Labeled-object pointing entries

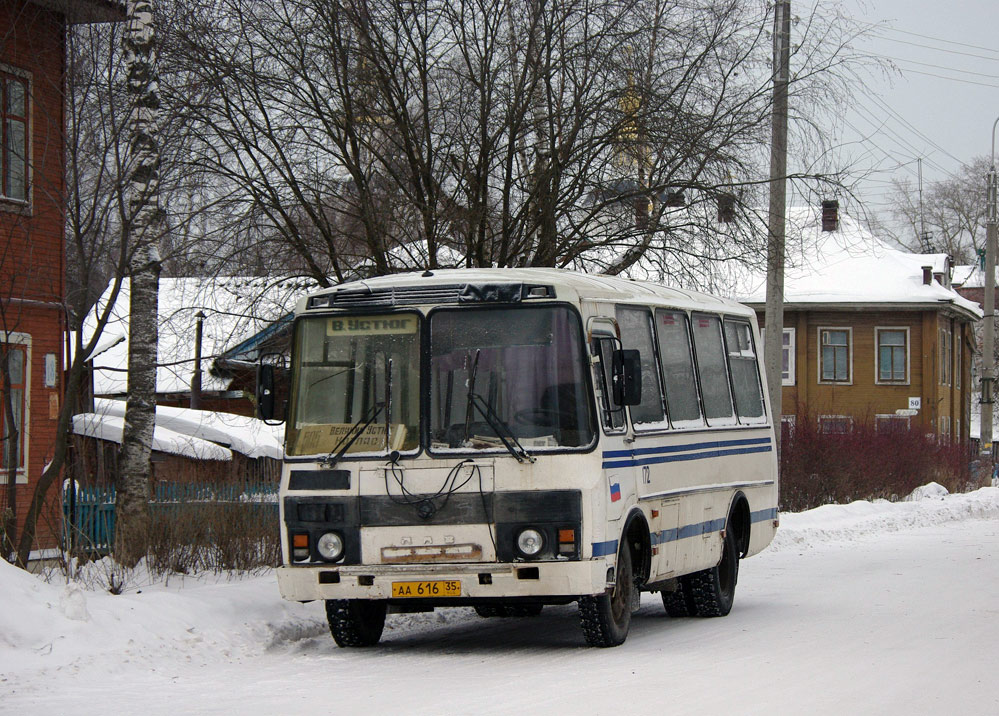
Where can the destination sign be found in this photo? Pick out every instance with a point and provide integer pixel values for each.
(371, 325)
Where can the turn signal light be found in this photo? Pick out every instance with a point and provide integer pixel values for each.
(300, 546)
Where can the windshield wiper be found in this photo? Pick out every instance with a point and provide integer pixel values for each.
(351, 436)
(500, 427)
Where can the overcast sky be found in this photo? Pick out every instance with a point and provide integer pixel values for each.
(941, 102)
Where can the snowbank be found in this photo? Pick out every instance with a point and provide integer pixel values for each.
(859, 520)
(49, 631)
(249, 436)
(111, 427)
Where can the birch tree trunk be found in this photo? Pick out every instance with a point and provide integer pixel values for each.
(145, 223)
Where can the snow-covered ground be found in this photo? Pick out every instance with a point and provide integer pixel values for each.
(862, 608)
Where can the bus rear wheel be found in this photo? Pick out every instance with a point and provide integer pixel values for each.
(355, 622)
(606, 618)
(711, 592)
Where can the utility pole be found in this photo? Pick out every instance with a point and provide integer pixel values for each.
(988, 350)
(774, 314)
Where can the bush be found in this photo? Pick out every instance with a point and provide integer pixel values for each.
(864, 464)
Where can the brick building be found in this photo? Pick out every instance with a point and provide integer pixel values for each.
(32, 265)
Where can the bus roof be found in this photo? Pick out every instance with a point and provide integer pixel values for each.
(487, 285)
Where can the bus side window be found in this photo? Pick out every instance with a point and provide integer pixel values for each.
(675, 350)
(611, 413)
(742, 364)
(711, 369)
(636, 332)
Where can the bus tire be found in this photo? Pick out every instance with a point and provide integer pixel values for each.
(606, 617)
(677, 603)
(355, 622)
(711, 591)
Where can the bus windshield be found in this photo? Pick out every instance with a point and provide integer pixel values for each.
(497, 373)
(355, 384)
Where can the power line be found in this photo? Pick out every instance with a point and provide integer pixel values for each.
(889, 28)
(886, 107)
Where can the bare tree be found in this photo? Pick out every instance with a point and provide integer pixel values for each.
(951, 217)
(373, 135)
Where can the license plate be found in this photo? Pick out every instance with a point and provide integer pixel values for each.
(439, 588)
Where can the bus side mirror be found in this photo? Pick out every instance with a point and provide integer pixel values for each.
(265, 391)
(267, 387)
(627, 371)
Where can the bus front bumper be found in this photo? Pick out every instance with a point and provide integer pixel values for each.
(477, 581)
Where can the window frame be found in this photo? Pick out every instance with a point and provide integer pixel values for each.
(946, 338)
(23, 342)
(849, 355)
(791, 349)
(878, 330)
(830, 418)
(13, 74)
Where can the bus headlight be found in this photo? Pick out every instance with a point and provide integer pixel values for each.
(330, 546)
(530, 542)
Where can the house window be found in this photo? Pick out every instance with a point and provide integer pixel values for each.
(891, 423)
(835, 424)
(14, 403)
(946, 354)
(893, 355)
(957, 362)
(834, 355)
(787, 425)
(14, 132)
(787, 357)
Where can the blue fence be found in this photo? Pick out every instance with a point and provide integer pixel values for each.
(89, 512)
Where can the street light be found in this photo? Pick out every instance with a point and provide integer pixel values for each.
(988, 352)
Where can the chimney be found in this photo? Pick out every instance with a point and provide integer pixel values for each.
(830, 215)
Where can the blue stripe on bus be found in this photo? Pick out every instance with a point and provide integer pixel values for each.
(602, 549)
(703, 455)
(680, 448)
(763, 515)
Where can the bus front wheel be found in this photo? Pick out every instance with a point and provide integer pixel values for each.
(606, 618)
(355, 622)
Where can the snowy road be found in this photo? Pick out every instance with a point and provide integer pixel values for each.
(888, 620)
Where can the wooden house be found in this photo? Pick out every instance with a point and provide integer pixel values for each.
(871, 334)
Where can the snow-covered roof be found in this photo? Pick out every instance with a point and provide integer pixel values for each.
(235, 308)
(849, 266)
(110, 427)
(248, 436)
(969, 276)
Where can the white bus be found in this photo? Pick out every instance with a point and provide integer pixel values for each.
(507, 439)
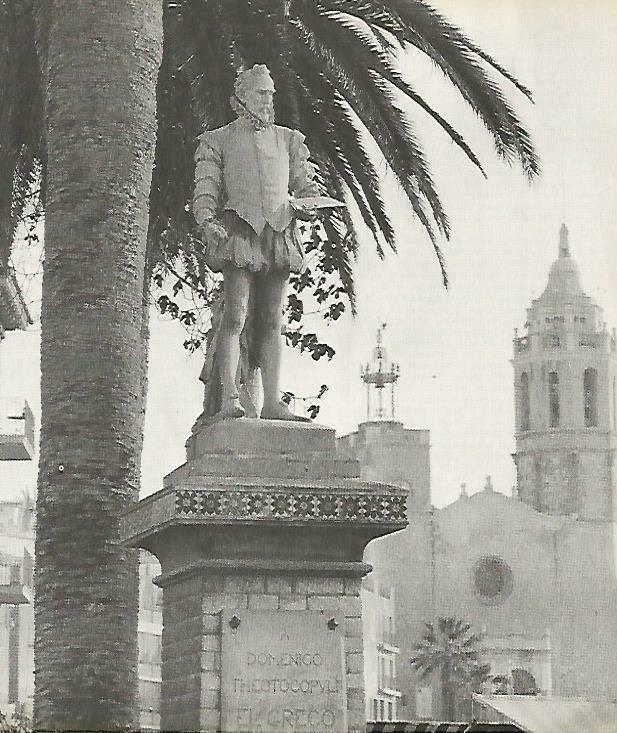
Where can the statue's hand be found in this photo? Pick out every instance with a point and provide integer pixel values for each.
(305, 214)
(213, 231)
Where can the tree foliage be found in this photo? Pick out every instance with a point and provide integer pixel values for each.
(449, 649)
(335, 66)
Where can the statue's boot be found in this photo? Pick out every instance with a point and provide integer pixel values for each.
(247, 403)
(230, 408)
(280, 411)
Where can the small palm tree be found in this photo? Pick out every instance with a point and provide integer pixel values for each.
(451, 650)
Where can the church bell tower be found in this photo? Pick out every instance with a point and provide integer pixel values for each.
(565, 372)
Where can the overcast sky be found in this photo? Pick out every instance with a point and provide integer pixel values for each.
(453, 347)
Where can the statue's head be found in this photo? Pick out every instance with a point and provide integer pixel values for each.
(254, 91)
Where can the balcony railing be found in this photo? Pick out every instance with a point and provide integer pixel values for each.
(16, 430)
(387, 685)
(552, 341)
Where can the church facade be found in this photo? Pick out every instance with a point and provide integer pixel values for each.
(534, 573)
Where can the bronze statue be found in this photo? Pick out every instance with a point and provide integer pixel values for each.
(245, 173)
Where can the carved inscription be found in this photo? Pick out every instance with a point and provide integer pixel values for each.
(282, 672)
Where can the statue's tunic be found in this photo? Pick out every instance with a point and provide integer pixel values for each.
(243, 177)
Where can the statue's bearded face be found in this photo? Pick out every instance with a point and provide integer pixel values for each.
(259, 99)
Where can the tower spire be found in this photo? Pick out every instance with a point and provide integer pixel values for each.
(376, 376)
(564, 244)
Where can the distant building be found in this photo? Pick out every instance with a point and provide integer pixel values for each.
(16, 611)
(16, 421)
(533, 573)
(380, 652)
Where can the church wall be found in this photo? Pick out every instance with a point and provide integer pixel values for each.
(486, 525)
(585, 631)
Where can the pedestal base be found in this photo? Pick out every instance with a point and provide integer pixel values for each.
(260, 537)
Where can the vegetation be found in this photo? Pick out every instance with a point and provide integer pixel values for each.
(449, 652)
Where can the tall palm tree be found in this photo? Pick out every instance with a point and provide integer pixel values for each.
(450, 649)
(99, 61)
(94, 73)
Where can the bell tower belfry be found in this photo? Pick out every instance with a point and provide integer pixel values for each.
(565, 371)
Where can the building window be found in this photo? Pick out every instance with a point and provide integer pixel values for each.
(590, 396)
(524, 401)
(492, 579)
(553, 399)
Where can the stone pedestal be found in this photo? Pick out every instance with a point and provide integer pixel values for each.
(260, 536)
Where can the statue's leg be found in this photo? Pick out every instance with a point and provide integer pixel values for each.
(237, 286)
(270, 298)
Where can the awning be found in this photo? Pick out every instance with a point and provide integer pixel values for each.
(536, 714)
(424, 726)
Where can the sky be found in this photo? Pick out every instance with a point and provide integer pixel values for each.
(453, 347)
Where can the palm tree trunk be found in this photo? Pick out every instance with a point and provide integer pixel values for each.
(100, 62)
(447, 694)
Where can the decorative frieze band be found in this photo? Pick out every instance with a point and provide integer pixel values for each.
(295, 505)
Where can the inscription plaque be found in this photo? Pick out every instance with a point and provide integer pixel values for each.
(282, 672)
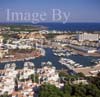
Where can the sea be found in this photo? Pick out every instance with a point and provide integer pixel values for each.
(83, 60)
(90, 27)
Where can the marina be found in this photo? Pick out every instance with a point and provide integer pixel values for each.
(78, 60)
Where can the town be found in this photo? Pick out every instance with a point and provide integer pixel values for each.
(32, 56)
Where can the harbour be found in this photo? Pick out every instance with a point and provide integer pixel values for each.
(49, 56)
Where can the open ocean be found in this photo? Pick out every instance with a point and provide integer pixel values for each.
(66, 27)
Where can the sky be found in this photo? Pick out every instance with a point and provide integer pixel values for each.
(74, 10)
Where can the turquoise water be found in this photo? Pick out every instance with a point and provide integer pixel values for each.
(83, 60)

▶ [Your goal]: Repeat the entries exactly and keep the pictures out of the copy.

▶ [Full response]:
Where can the destination sign be found in this photo? Pick out every instance with a point and provide integer pixel values for each.
(371, 325)
Where can the turn signal light be found in this photo? Pick out every instance with a point and provide integer pixel values for each.
(300, 546)
Where can the windshield wiper be found in this photo? Pick out every instance with a point and provide integer pixel values for each.
(351, 436)
(500, 427)
Where can the overcast sky be found in this photo? Pick out every instance with a point and provide integer pixel values for each.
(941, 102)
Where can the snowbank be found in this photo? Pick out every instance with a point and provide integer pixel values for each.
(859, 520)
(49, 631)
(249, 436)
(111, 427)
Where can the birch tree trunk be found in this photo? Pick out every instance with a point and provide integer pixel values for each.
(145, 223)
Where can the snow-covered ground be found in this photo? Pick out every instance with a point and provide integer pixel values for each.
(862, 608)
Where can the bus rear wheel be found in this photo? Pick out every instance with a point and provide integer pixel values for each.
(355, 622)
(606, 618)
(711, 592)
Where can the utility pole be found in this photo? Pick out every instance with a point and provide integer pixel values for each.
(988, 350)
(774, 314)
Where can the bush be found in this photo? Pick out every instance with a point and provide integer pixel values for each.
(864, 464)
Where can the brick building be found in this photo? Pick out every instance with a point and provide integer pixel values for each.
(32, 265)
Where can the bus roof be found in this photo? Pick out every instance with a point and provide integer pixel values for each.
(487, 285)
Where can the bus side window be found in this photo? Pick out every instance with a point and provide integer pixel values for each.
(675, 350)
(611, 413)
(742, 364)
(711, 369)
(636, 332)
Where can the bus tire be found in this photo? Pick out every instance with a point and provide integer pixel values for each.
(606, 617)
(677, 603)
(355, 622)
(711, 591)
Where can the bus windshield be found in this photo? Pick out every instance with a point and provide integer pixel values for each.
(497, 373)
(355, 384)
Where can the power line be found in this photo? Pick out every instance with a point and provide integer pixel values for each.
(889, 28)
(886, 107)
Where can the bare tree be found in this photo? Pick out every instance with a point and provide integer pixel values for each.
(951, 217)
(373, 135)
Where can the license plate be found in this photo? Pick out every instance with a point and provide integer pixel values for each.
(439, 588)
Where can the bus side mirror be found in this photo? Pick out every instance with a point and provide integer pixel values for each.
(265, 391)
(267, 387)
(627, 371)
Where can the bus front bumper be found in this photo? Pick out every instance with a point and provide integer pixel values for each.
(477, 581)
Where can the window frame be found in this photo? Pick out every instance with a point and provide integer pixel values for each.
(946, 338)
(23, 342)
(849, 355)
(791, 349)
(878, 330)
(830, 418)
(13, 74)
Where can the bus headlight be found in this photo? Pick out every instance with a point and provide integer pixel values for each.
(330, 546)
(530, 542)
Where can the house window be found in this photo? Pick out every instance with a point and provide integer pixel values for each.
(891, 423)
(835, 424)
(14, 403)
(946, 354)
(893, 355)
(957, 362)
(834, 355)
(787, 425)
(14, 132)
(787, 357)
Where can the blue fence be found in this photo? Pick out every instance with a point and provide integer pixel values for each.
(89, 512)
Where can the street light be found in this photo? Pick out every instance with a point and provide integer pixel values for each.
(988, 352)
Where can the chimney be found in this photo? Pick out every instance with a point and provide integer pixel values for each.
(830, 215)
Where can the blue stripe on bus be found in this photo? Pick out every instance with a point and provide integer pixel values for each.
(602, 549)
(703, 455)
(680, 448)
(763, 515)
Where can the bus front wheel be found in this photo? Pick out every instance with a point and provide integer pixel values for each.
(606, 618)
(355, 622)
Where can the snowy road be found in this photo? Pick out every instance with a point and provide integer pixel values for each.
(888, 620)
Where can the wooden house be found in this photo? Pick out every instance with a point and provide integer pixel values for each.
(871, 334)
Where can the snow-covered roof be found in this photo? Pick out every instance with a point and provide integer pixel values for each.
(235, 308)
(849, 266)
(110, 427)
(248, 436)
(969, 276)
Where can the white bus be found in this photo? Pick out every instance with a point and provide integer pixel values for each.
(507, 439)
Where can the statue's hand be found in this photo? Pick out every instance with a point and provide integer pixel values for each.
(305, 214)
(213, 231)
Where can the tree foliage be found in this photo? Pick out every instance with a point and provide integer pixel values for each.
(449, 649)
(335, 66)
Where can the statue's boot be found in this photo? Pick out every instance with a point and provide integer pixel values for each.
(247, 403)
(230, 408)
(280, 411)
Where can the small palm tree be found in this photo? Pick out every instance with a point and provide integer pixel values for each.
(451, 650)
Where can the church bell tower be found in this photo? Pick out every instance with a point and provide integer pixel values for each.
(565, 372)
Where can the overcast sky be found in this photo? Pick out every instance with a point and provide integer pixel values for each.
(453, 347)
Where can the statue's head be found in this photo? Pick out every instance with a point and provide integer pixel values for each.
(254, 91)
Where can the balcony railing be found in this photo? Pick out every instance with a point and provide integer pixel values for each.
(16, 430)
(387, 685)
(552, 341)
Where can the church facade be found in this photo? Pick out every instance with a point and provide integer pixel values for each.
(534, 573)
Where can the bronze statue be found in this photo? Pick out every instance with a point and provide integer pixel values for each.
(245, 173)
Where can the carved inscription be found in this photo? Pick out every instance with a point and provide integer pixel values for each.
(282, 672)
Where can the statue's tunic be found in this photo? Pick out every instance with a point and provide integer pixel values for each.
(243, 177)
Where can the statue's bearded face be found in this photo? Pick out every instance with a point and provide integer pixel values for each.
(259, 99)
Where can the tower spire be found in this photo? Pick out every instance with a point and provide integer pixel values for each.
(376, 376)
(564, 244)
Where can the distant building be found in this photo? Pick out every instance with a point and provide integer pixel values for each.
(16, 611)
(16, 421)
(533, 573)
(380, 652)
Where can the church wall be found in this photo? Pick out every instance with a point and provide integer pixel values for each.
(486, 525)
(585, 631)
Where can the pedestal base be found in this photo? Pick out every instance with a point and provide integer pixel values for each.
(260, 537)
Where can the vegetation be found in this photo? Pick out every instance with a point and provide integer pixel values for each.
(449, 652)
Where can the tall palm tree be found in this photo? Pick out every instance with a point and provide integer pixel values for each.
(450, 649)
(99, 61)
(94, 73)
Where can the bell tower belfry be found in this photo? Pick out every instance with a point and provide integer pixel values for each.
(565, 371)
Where can the building window be found in this photo? Pick out every instance with a point and provide integer pixel values for each.
(590, 396)
(524, 401)
(492, 579)
(553, 399)
Where can the stone pedestal be found in this photo? Pick out every instance with a point and provide integer pixel values for each.
(260, 536)
Where can the statue's leg be found in this photo? Pick out every instance with a point and provide integer pixel values for each.
(237, 286)
(270, 298)
Where can the awning be found in this photo? Pick out every instance with a point and provide integer pixel values for each.
(536, 714)
(424, 726)
Where can the sky be found in this photo? Pick out every instance with a point and provide integer pixel values for each.
(453, 347)
Where can the palm tree trunk be found in this photo? Pick out every instance with a point and provide integer pixel values for each.
(100, 62)
(447, 694)
Where can the decorative frieze band be found in this photo? Pick out every instance with a point and provide integer pixel values for each.
(295, 505)
Where can the inscription plaque be found in this photo? Pick out every instance with a point and provide integer pixel values for each.
(282, 672)
Where can the sea be found in this photo? Pick out every instance with a point and provide integer pixel values for each.
(83, 60)
(90, 27)
Where can the marina be found in this photo? Pick out every instance with a point and provide integer pixel values for each.
(78, 60)
Where can the town be found in this photo? Pick out every instance with a point and provide integer pixel values for each.
(32, 56)
Where can the harbour be found in this photo? Pick out every instance with a point and provide integer pixel values for each.
(49, 56)
Where can the open ocean be found in this photo? Pick out every instance with a point and provide integer pixel values for each.
(66, 27)
Where can the sky be found in this photo? Pick out every instance with a point and provide integer pixel values for each.
(74, 10)
Where can the turquoise water be found in this photo? Pick out every instance with a point and provide integer pixel values for each.
(83, 60)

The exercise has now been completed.